Assigned task → In the listing below, find each line that holds the string "Please" and copy it.

Material provided →
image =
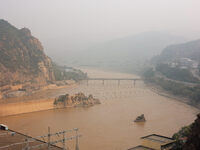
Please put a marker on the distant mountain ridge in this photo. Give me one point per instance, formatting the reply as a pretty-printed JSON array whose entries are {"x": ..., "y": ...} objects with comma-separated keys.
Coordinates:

...

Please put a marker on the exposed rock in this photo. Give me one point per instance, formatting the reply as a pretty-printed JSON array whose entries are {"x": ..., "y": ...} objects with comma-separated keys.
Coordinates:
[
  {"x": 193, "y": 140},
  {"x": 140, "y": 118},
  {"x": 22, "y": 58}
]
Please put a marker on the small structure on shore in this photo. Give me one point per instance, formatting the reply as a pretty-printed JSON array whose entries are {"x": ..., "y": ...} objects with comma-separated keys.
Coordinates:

Answer space →
Please put a marker on the distant mountain ridge in this photo. Give me one point per instance, formatting the reply as a pretty-printed JSON array whose entries are {"x": ..., "y": ...} objects with comma-separated keys.
Please put a marker on the exposed rock in this photo. Give me one point per instance, formatting the reply as a pretty-printed JSON array whose entries are {"x": ..., "y": ...} objects with comma-separated keys.
Please put a marker on the small structure on shore in this photo. Give me one point per instance, formatting the reply as a pretty-printed JSON array whose entries are {"x": ..., "y": ...} objects with comma-separated keys.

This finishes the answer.